Text excerpt:
____

# Echo 10 Jan



## k2muskie (Oct 6, 2007)

Got to Echo about 7:15 AM with a huge moon setting in the west....walked out from the resort ramp about 200 yards. Shoreline out about 5' showed it has been soft from daily warm ups plus the water slowly rising...

Drilled the first hole...the good ice is about 4"-5" inches with the frozen snow/slush at about 3"-4" inches. Used the flasher and we we're in about 50' feet of water....figured we'd start deep then move in as the day progressed depending on the bite. 

Fished off the bottom and up say to 15'-20' below the ice…only bites were on the bottom nothing showing on the flasher only an occasional passing fish. 

Moved slowly in several times finally started get’n a more steady bite at about 35'-40'. 

Unfortunately only thing we managed to pull up were a dozen or so dink 4" - 6" Perch. 

No Trout this trip…I did visit a group and the son 12 was fighting a nice fish...pulled it through the ice and it was an 18" bow….nice healthy look’n fish and rather stocky. They were fish'n in about 35' of water at about 15'...saw them land another nice size Trout as they we're get'n ready to leave in the afternoon. 

Lures used were Nuclear Ants, Rat Finkies, glow Ice Cut'rs, Pimples, Lindy Ratt'ln Jigs. Lures were tipped with Perch Eyes, Waxies, Night Crawler. We we're work'n the lure and bait selections and combinations to see what was work'n...

So at least for us the fish'n at Echo was slow on 10 Jan...the Perch bite was again very, very soft and right on the bottom maybe up a crank or two. Would never have seen the bite without a spring bobbler that's how light the bite is...Not many folks on the ice...they'd come out stay a couple of hours then leave. 

Didn't see any 4-wheelers or snowmobiles...the way the shoreline looks I'd be real leery of taking them out....

Saw tents and folks up by the dam and East but not many people at all. The Jan bite for us at least on Echo is off but I'm think'n it's going to pick up especially for larger Perch real soon... :wink: :wink:


----------



## Grandpa D (Sep 7, 2007)

Thanks for the report.
That big old full moon appears to have slowed down the bite everywhere.

We had a slow day at Mantua but I think that the large crowd of people that followed use out on the ice, also had a lot to do with it.

I hope the edges get better for out Ice Party.


----------



## k2muskie (Oct 6, 2007)

Grandpa D said:


> Thanks for the report.
> That big old full moon appears to have slowed down the bite everywhere.

____

Collected material:

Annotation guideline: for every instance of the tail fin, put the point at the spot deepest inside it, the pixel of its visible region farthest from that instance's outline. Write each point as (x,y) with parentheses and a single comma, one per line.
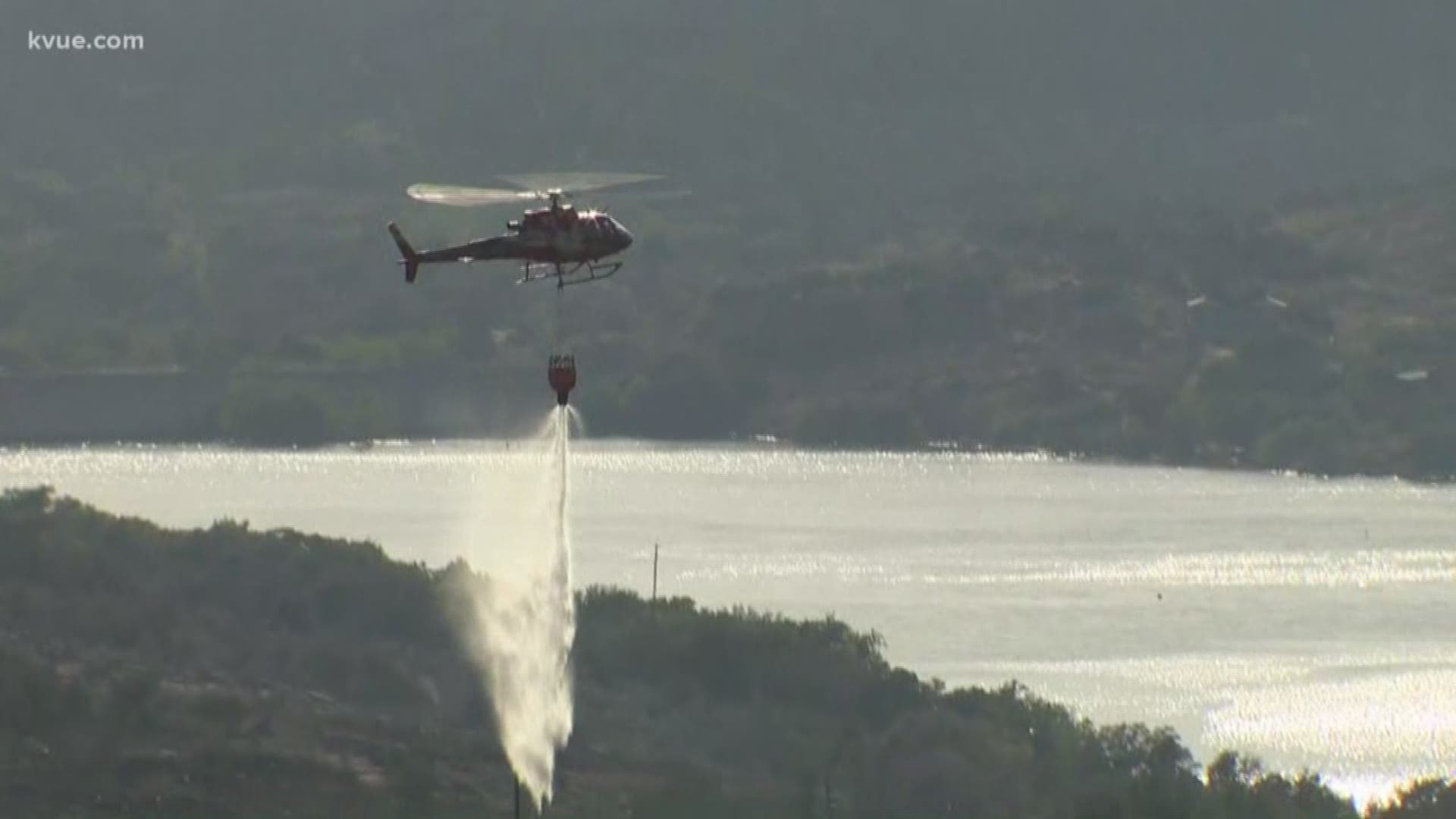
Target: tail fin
(410,257)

____

Exercises:
a: Answer from the Echo ice fishing thread, one line each:
(i) How thick was the good ice?
(ii) At what depth did a steadier bite begin?
(iii) How long was the trout the 12-year-old son pulled through the ice?
b: List every lure named in the Echo ice fishing thread.
c: Carry the Echo ice fishing thread forward from its last sentence.
The lines are separate material with no connection to the Echo ice fishing thread.

Solved problems:
a:
(i) About 4"-5"
(ii) About 35'-40'
(iii) 18"

b: Nuclear Ants, Rat Finkies, glow Ice Cut'rs, Pimples, Lindy Ratt'ln Jigs

c:
> 
> We had a slow day at Mantua but I think that the large crowd of people that followed use out on the ice, also had a lot to do with it. I hope the edges get better for out Ice Party.


Yea I'm think'n that big old Moon may have contributed to the slow bite...but who knows. :? 
The shoreline at Echo is a little dicey IMO for any 4-wheeler or snowmobile. :|

Right at the ramp looks like someone busted through. Also there are ice ridges all along the reservoir shoreline...once past the shoreline the ice is okay but again for a 4-wheeler or snowmobile I'd be leery as of yesterday...need continual single digit nights and hopefully no several day long warm spell comes in... :wink:

I'd be watching folks come'n on and going off (at the ramp area and that shoreline) and you could tell they'd stop and walk gingerly in areas...again the good ice is possibly 5" with at least 3-4" of the snow cone (as I call it) ice cover'n the reservoir in the areas out from the ramp where we drilled holes.

'bout 2-hrs on the ice had one "huge" ice pop and crack sound almost knocked us off our buckets and chair -)O(- ...look'd around and other folks were also look'n around... :shock: When we went in you could see the crack on the ice surface and I know it wasn't there when we went out...the joys of ice fish'n when the ice sings to ya _(O)_

:wink: :wink:


----------



## .45 (Sep 21, 2007)

K2...I actually got out to-day also....I wondered if the full moon put the skunks to us. Not a single bite and only a few fish passing the sonar in a _hurry_.

Luckstrike and I drilled about 16 holes in 13 1/2" of ice. ( yes, with a hand auger ) Even at that depth the ice cracks and rumbles quite often, but we just blamed it on fish jumping and hitting their heads on the ice...


----------



## k2muskie (Oct 6, 2007)

.45 said:


> K2...I actually got out to-day also....I wondered if the full moon put the skunks to us. Not a single bite and only a few fish passing the sonar in a _hurry_.
> 
> Luckstrike and I drilled about 16 holes in 13 1/2" of ice. ( yes, with a hand auger ) Even at that depth the ice cracks and rumbles quite often, but we just blamed it on fish jumping and hitting their heads on the ice...


Ah yes .45 is warming up for the UWN Echo outing...now do tell on the 'fish'n part' of your ice adventure...whatcha catch :?: :?: :wink: :wink:


----------



## USMARINEhuntinfool (Sep 15, 2007)

Alright I'm not diggin' the CRACKING... -)O(- ... Don't know if I'm up for that did I mention Ice scares the bajezus out of me...


----------



## .45 (Sep 21, 2007)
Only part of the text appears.